_WHAT IS ASKED_: Write out each line exactly as given. Leave the pictures out of your copy.

▼▼▼

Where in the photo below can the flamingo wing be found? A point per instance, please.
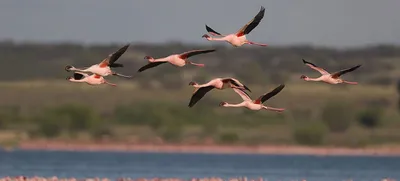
(270, 94)
(313, 66)
(236, 83)
(246, 29)
(199, 94)
(79, 75)
(150, 65)
(110, 60)
(242, 94)
(212, 32)
(339, 73)
(195, 52)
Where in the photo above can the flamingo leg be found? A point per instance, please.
(110, 83)
(121, 75)
(197, 64)
(274, 109)
(254, 43)
(352, 83)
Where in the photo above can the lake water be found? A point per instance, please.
(270, 167)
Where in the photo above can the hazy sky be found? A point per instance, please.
(319, 22)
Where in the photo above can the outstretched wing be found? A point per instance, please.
(194, 52)
(150, 65)
(236, 83)
(199, 94)
(338, 74)
(242, 94)
(246, 29)
(313, 66)
(212, 32)
(109, 61)
(268, 95)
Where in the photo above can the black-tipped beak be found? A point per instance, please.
(245, 87)
(67, 68)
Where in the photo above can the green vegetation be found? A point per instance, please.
(40, 103)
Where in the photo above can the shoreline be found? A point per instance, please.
(216, 149)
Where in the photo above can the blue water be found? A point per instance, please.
(115, 164)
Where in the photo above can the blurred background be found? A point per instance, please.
(39, 38)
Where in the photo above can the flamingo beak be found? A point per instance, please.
(245, 87)
(67, 68)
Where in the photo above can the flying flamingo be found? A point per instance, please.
(218, 83)
(104, 67)
(255, 104)
(178, 60)
(239, 38)
(327, 77)
(93, 79)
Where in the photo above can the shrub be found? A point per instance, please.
(370, 117)
(228, 138)
(310, 134)
(337, 116)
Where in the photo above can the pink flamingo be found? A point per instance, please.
(327, 77)
(178, 60)
(104, 67)
(239, 38)
(93, 79)
(255, 104)
(218, 83)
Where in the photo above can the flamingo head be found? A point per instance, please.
(206, 36)
(303, 77)
(222, 103)
(192, 83)
(68, 68)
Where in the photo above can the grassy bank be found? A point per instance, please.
(317, 114)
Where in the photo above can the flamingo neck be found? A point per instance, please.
(216, 39)
(312, 79)
(74, 80)
(234, 105)
(80, 70)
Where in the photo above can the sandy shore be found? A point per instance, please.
(265, 149)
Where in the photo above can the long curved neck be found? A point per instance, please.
(164, 59)
(74, 80)
(217, 39)
(80, 70)
(234, 105)
(313, 79)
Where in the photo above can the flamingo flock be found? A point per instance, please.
(94, 74)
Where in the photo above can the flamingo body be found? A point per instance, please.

▲▲▲

_SOLUTION TO THE EXERCISE_:
Where in the photo below can the flamingo wing be found? A point per instance, please.
(270, 94)
(313, 66)
(236, 83)
(246, 29)
(199, 94)
(79, 75)
(150, 65)
(110, 60)
(242, 94)
(212, 32)
(339, 73)
(195, 52)
Where in the photo above can the flamingo leg be found? A point per instance, please.
(110, 83)
(121, 75)
(197, 64)
(274, 109)
(254, 43)
(352, 83)
Where in the photo above can the lake water be found? A point per instance, please.
(270, 167)
Where in the photo above can the hazy sky be found? A point per instance, please.
(319, 22)
Where in the photo above can the outstretched wing be found? A point per instance, please.
(194, 52)
(150, 65)
(236, 83)
(199, 94)
(338, 74)
(242, 94)
(246, 29)
(313, 66)
(212, 32)
(109, 61)
(268, 95)
Where in the photo above can the black-tipped beak be found? A point per instance, please.
(245, 87)
(67, 68)
Where in the photo above can the green vegetation be found? A point per instance, please.
(40, 103)
Where in the photo above can the shoreline be found? A point per instance, please.
(216, 149)
Where in the photo above can the blue water be found? A point per instance, please.
(115, 164)
Where in the photo above can the blurred background be found? A point per instance, please.
(39, 38)
Where in the photo above can the flamingo beak be found? A point per instance, please.
(245, 87)
(67, 68)
Where in the photo above can the flying flamingo be found? A point per instance, please.
(218, 83)
(104, 67)
(255, 104)
(178, 60)
(239, 38)
(327, 77)
(93, 79)
Where in the photo above can the shrub be found? A point per instance, please.
(370, 117)
(228, 138)
(310, 134)
(337, 116)
Where in the photo above can the pink flamingo be found? A point per instance, please.
(327, 77)
(178, 60)
(104, 67)
(239, 38)
(93, 79)
(255, 104)
(218, 83)
Where in the photo above can the flamingo head be found? A point per instance, please.
(206, 36)
(303, 77)
(222, 103)
(192, 83)
(68, 68)
Where in the photo above can the grassy bank be found? A point per instance, please.
(317, 114)
Where in the photo above can the flamingo neck be found? A point per instance, please.
(216, 39)
(312, 79)
(74, 80)
(234, 105)
(80, 70)
Where in the photo above can the sandy shore be found? A point per instance, please.
(265, 149)
Where in the photo above can the long curved neck be found? A point per instance, please.
(164, 59)
(74, 80)
(217, 39)
(80, 70)
(234, 105)
(313, 79)
Where in the photo above can the flamingo flock be found? A point per instance, please.
(94, 74)
Where in the photo above can the flamingo body be found? A point per instance, please.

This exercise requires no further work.